[Task requirements] Without altering a word, return the records below, but exclude the pictures.

[Data listing]
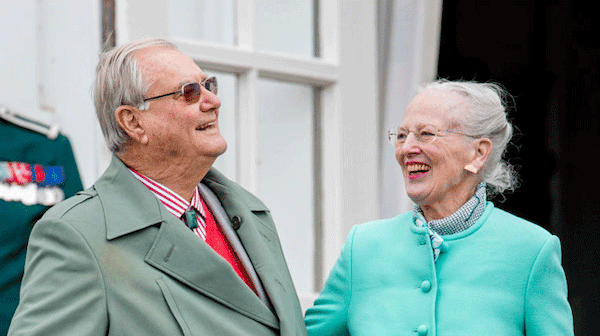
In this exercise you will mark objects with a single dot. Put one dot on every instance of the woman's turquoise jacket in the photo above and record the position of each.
(502, 276)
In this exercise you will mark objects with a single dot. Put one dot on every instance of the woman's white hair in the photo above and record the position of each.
(120, 81)
(486, 117)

[Written answer]
In this exercise you will mark objects with a single dot. Put one dot on every instance of the woman's turquoise jacket in the photo above and record the position of each.
(502, 276)
In this exercise you will mark objects with a single dot. Put one dot on every instance of the woman's white hair in the photo above and record the position of each.
(120, 81)
(486, 117)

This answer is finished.